▸ TASK TO CARRY OUT: Keeping every line intact, print the records that follow.

##### INPUT MATERIAL

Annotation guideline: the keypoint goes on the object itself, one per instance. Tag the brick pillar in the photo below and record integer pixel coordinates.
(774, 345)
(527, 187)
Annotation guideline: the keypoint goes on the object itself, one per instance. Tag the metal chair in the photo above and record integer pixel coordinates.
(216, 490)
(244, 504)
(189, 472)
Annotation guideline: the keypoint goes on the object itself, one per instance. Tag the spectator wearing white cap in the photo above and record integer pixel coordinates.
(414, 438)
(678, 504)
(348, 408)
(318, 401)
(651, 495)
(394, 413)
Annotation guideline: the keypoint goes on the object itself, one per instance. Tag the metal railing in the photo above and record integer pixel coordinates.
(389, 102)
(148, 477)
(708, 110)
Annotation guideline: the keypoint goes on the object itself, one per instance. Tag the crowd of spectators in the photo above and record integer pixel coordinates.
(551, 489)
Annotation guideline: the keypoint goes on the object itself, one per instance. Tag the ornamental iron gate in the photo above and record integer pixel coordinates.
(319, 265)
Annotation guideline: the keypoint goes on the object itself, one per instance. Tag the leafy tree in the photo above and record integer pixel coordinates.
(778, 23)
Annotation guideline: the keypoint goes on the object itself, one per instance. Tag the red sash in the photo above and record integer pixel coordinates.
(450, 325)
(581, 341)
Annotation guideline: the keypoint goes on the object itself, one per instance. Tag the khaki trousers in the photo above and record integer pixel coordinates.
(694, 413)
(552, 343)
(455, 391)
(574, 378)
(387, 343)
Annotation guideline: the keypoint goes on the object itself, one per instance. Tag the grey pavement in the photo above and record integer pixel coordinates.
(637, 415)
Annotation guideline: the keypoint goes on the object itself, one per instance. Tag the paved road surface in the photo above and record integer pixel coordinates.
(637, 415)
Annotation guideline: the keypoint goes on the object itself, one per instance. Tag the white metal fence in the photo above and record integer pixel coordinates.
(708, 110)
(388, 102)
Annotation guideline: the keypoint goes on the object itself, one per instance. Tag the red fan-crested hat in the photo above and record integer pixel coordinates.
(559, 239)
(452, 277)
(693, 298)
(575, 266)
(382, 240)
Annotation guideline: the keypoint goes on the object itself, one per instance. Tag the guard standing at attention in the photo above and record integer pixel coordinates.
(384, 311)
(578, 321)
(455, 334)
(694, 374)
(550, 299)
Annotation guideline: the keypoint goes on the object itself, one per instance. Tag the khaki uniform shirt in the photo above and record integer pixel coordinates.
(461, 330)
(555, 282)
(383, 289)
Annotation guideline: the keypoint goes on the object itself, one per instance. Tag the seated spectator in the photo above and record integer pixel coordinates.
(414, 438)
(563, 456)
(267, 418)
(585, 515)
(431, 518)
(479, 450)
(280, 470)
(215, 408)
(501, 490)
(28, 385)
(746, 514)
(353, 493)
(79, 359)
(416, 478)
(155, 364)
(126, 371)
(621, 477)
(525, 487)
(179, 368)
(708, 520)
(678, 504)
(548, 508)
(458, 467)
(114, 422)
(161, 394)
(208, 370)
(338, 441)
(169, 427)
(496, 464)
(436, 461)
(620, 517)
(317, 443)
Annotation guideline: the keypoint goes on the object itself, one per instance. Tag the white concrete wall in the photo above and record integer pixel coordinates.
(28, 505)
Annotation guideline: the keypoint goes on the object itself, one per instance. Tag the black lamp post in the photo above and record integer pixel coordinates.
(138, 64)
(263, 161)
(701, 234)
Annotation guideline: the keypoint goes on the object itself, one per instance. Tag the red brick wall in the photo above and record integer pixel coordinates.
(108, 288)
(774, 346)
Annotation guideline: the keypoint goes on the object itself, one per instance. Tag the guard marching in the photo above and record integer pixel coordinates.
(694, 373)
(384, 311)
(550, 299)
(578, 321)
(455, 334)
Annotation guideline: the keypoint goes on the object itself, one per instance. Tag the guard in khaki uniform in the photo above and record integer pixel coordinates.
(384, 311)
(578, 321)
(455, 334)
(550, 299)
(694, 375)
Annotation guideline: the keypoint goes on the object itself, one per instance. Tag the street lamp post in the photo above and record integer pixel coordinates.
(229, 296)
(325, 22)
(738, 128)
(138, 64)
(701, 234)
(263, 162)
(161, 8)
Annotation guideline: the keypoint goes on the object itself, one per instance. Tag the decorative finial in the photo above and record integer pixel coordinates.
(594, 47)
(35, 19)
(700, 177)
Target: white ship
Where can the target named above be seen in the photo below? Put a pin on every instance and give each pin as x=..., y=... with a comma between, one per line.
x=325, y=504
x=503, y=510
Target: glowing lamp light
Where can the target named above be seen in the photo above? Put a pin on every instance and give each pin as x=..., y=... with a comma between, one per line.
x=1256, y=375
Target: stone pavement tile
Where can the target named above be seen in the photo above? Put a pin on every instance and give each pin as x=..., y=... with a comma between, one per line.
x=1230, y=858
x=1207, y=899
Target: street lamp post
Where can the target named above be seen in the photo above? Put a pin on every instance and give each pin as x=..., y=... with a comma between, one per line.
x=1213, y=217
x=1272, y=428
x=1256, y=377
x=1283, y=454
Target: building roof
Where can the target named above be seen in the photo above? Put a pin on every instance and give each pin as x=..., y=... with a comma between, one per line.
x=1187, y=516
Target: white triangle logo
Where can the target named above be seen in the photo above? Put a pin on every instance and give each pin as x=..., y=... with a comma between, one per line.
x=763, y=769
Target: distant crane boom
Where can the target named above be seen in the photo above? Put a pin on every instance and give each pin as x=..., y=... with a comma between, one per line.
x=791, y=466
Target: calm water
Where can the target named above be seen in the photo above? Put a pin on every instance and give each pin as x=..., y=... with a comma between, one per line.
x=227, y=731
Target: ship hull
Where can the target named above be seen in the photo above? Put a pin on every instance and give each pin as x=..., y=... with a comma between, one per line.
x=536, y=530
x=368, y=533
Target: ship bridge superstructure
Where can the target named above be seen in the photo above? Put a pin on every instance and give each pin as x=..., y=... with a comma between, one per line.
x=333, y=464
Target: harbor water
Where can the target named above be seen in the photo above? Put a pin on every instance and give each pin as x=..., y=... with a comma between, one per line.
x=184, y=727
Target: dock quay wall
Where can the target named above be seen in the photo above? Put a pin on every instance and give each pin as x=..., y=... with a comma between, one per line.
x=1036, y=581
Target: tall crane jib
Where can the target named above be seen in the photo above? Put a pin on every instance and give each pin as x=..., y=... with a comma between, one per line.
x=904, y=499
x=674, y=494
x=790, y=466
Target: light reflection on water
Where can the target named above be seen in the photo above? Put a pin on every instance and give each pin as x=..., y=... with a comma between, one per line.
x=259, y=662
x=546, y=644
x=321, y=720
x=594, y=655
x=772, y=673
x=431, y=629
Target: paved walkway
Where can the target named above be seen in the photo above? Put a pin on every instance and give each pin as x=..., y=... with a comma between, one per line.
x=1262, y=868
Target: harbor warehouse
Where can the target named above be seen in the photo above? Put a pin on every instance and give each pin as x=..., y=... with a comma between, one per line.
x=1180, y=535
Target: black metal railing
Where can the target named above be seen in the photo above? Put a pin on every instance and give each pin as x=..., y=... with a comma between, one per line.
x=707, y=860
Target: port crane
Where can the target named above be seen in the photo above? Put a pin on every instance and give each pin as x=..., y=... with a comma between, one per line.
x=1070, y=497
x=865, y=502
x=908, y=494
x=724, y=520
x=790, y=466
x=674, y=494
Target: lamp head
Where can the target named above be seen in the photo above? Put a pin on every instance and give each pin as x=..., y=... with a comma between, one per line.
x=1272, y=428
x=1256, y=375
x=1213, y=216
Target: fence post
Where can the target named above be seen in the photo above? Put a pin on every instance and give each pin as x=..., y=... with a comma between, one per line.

##########

▸ EXERCISE ANSWER:
Annotation guideline: the keypoint goes on the object itself, one per instance. Tag the brick pillar in the photo below and record integer pixel coordinates.
(774, 345)
(527, 187)
Annotation guideline: the keypoint goes on the object itself, one per instance. Tag the metal chair in the photo above and record integer pixel coordinates.
(216, 490)
(244, 504)
(189, 472)
Annotation guideline: the keypoint goes on the object itself, one per instance. Tag the spectator wearing white cap in the photo above and record integer pixel coordinates.
(414, 438)
(678, 504)
(348, 408)
(318, 401)
(651, 495)
(394, 413)
Annotation guideline: the keypoint goes on the object itself, one per instance. Tag the metal railing in the photo above and record integer pixel coordinates.
(389, 102)
(148, 477)
(708, 110)
Annotation guideline: the keypoint goes on the object itself, one per instance. Tag the crowd of spectators in the photo above and record integer pixel coordinates.
(551, 489)
Annotation guideline: the keypoint goes on the object itself, one per instance. Tag the ornamental iron gate in the photo above and record integer pixel coordinates.
(319, 265)
Annotation guideline: the keypoint goes on the object itself, one per instance. Tag the leafy tree in the photo above and record integer pixel coordinates.
(778, 23)
Annotation guideline: the keypoint goes on the object itself, one per instance. Tag the red sash in the photo above and record integer pixel coordinates.
(450, 325)
(581, 341)
Annotation guideline: the keypoint goes on the object itself, one per instance. Tag the khaki trousers in the photo above and record integer pixel coordinates.
(694, 413)
(552, 343)
(455, 391)
(574, 378)
(387, 343)
Annotation guideline: the keypoint goes on the object itself, one per instance. Tag the grey pavement in the photo above and record integer pixel coordinates.
(637, 415)
Annotation guideline: the keypoint goes on the object itself, one per instance. Tag the paved road surface in the photo above and record integer pixel coordinates.
(637, 415)
Annotation guideline: the keypoint goes on the object itself, one per instance. Tag the white metal fence in the photo above and record integer pixel coordinates.
(708, 110)
(388, 102)
Annotation guideline: the keypoint goes on the object itself, one per instance. Tag the red fan-crested hat in the photo above and record integer pixel coordinates.
(559, 239)
(452, 277)
(693, 298)
(575, 266)
(382, 240)
Annotation guideline: the keypoint goes on the object itself, one per instance. Tag the guard standing at attention in the photo above and record integer pixel coordinates.
(384, 311)
(578, 321)
(455, 334)
(694, 374)
(550, 299)
Annotation guideline: the keypoint goes on the object itself, one per instance. Tag the khaki uniform shirt in the photo above and record integer pixel coordinates.
(461, 330)
(555, 282)
(383, 289)
Annotation guideline: the keypoint goes on the object itself, one per instance. Tag the seated spectator in the photo above and record integer pixel coordinates.
(414, 438)
(563, 456)
(267, 418)
(585, 515)
(431, 518)
(479, 450)
(280, 470)
(215, 408)
(501, 490)
(28, 385)
(746, 514)
(353, 493)
(79, 359)
(416, 478)
(155, 364)
(126, 371)
(621, 477)
(525, 487)
(179, 368)
(708, 520)
(678, 504)
(548, 508)
(458, 467)
(114, 422)
(161, 394)
(208, 370)
(338, 441)
(169, 427)
(496, 464)
(436, 461)
(620, 517)
(317, 443)
Annotation guideline: the keypoint goes on the object itself, one per instance. Tag the white concrete wall in the photo above and record integer pixel coordinates.
(28, 505)
Annotation guideline: the keypoint goes on the object itself, one per instance. Tag the black lamp post in the photo above and record integer pixel coordinates.
(138, 64)
(263, 161)
(701, 234)
Annotation guideline: the keypoint goes on the object itself, one per instance. Tag the red brick wall in the photo above and record integer pixel coordinates.
(108, 288)
(774, 346)
Annotation guideline: the keypoint goes on the object itself, one per instance. Tag the guard marching in the photo above and record integer pixel coordinates.
(694, 373)
(384, 311)
(550, 299)
(578, 321)
(455, 334)
Annotation guideline: the keypoint goes on the object itself, one per instance. Tag the guard in khaki uniform in the photo above and record integer pixel coordinates.
(384, 311)
(578, 321)
(455, 334)
(550, 299)
(694, 375)
Annotation guideline: the keypoint goes on the object itself, one per instance. Tag the street lamp post in the photo above and record integer pixel coordinates.
(229, 296)
(325, 22)
(738, 128)
(138, 64)
(701, 234)
(263, 162)
(161, 8)
Annotation guideline: the keypoint goes on the object itself, one per instance. Tag the decorative finial in the photo above and record integer pixel coordinates.
(594, 47)
(35, 19)
(700, 177)
Target: white ship
Where can the target named above be seen in the photo below? Put a pin on every instance and give each pin as x=..., y=... with a comma between, one per line.
x=325, y=504
x=503, y=510
Target: glowing lamp light
Where can the target named above be seen in the photo above? Put a pin on every instance and give each pin as x=..., y=... with a comma between, one per line.
x=1256, y=375
Target: stone pavement tile
Where can the target named above be seen in the photo above? Put a pin on every instance and give each pin as x=..., y=... with a comma between, one per line.
x=1230, y=858
x=1207, y=899
Target: street lamp post
Where can the target named above be seen in the photo above? Put a pin on every instance and give each pin as x=..., y=... with a comma between, one per line.
x=1213, y=217
x=1272, y=428
x=1256, y=377
x=1283, y=454
Target: building roof
Where can the target named above be seen in the photo above? Put a pin on every instance and give each pin as x=..., y=... with a comma between, one per line.
x=1187, y=516
Target: white triangle logo
Where can the target named above be seen in the photo above? Put a pin on every instance and give each pin as x=..., y=... with a comma between, one per line.
x=763, y=769
Target: distant crane boom
Where can the target named above be seen in the photo above? Put a pin on every instance and give each pin as x=..., y=... with a comma between, one per line.
x=791, y=466
Target: calm water
Where can the target named above be seen in the photo above? Put a pin on every instance and give each pin as x=..., y=... with a comma between, one per line.
x=227, y=731
Target: ship hull
Where can the target named above be seen in the photo above? Put a pin on every instance and give each pin as x=..., y=... with a comma between, one per line.
x=536, y=530
x=368, y=533
Target: ship bridge superstructure
Where can the target named above be seen in the photo above? Put a pin on every instance and give each pin as x=..., y=... with a comma between, one per line.
x=333, y=464
Target: harbor water
Where can the target named above be seen in the photo above? Put a pin on every instance and give each pin as x=..., y=... with a comma between, one per line.
x=184, y=727
Target: dock quay wall
Where can the target named above be seen in the photo above? Put a pin on every instance and give each pin as x=..., y=... with a comma between, one per line.
x=1036, y=581
Target: tall crane jib
Where can the target named above be seen in the photo above? Put a pin on every instance and give each pin as x=..., y=... with a comma between, one per line.
x=904, y=499
x=674, y=494
x=790, y=466
Target: light reflection on water
Where can the target named above be seen in the photo above? Put a pin on every instance and give each pin as x=..., y=... with a comma between, one per line.
x=259, y=662
x=546, y=644
x=321, y=720
x=594, y=655
x=772, y=673
x=431, y=629
Target: paved walkway
Where can the target named above be seen in the photo above? Put a pin on every instance and give each pin as x=..., y=... with a comma between, one per line.
x=1262, y=868
Target: harbor warehouse
Where can the target named above be seen in the photo above? Put a pin on every instance and give each pin as x=..., y=... with a comma between, one per line.
x=1180, y=535
Target: black metal railing
Where can the target named above be seen in the photo above? Put a pin on every instance and give each pin as x=..., y=... with a comma between, one per line.
x=707, y=860
Target: port crane
Where can the target named above be seen in the photo above? Put a pin on every instance and give each pin as x=..., y=... with a comma between, one per line.
x=1070, y=497
x=865, y=502
x=908, y=494
x=724, y=520
x=790, y=466
x=674, y=494
Target: lamp head
Where can the target named above be seen in the photo above? Put a pin on every instance and give each pin as x=..., y=... with a comma between, one per line.
x=1272, y=428
x=1256, y=375
x=1213, y=216
Target: fence post
Where can the target named above be seen in the photo above? Put a pin on every instance and give each pin as x=..., y=... with a comma between, one per line.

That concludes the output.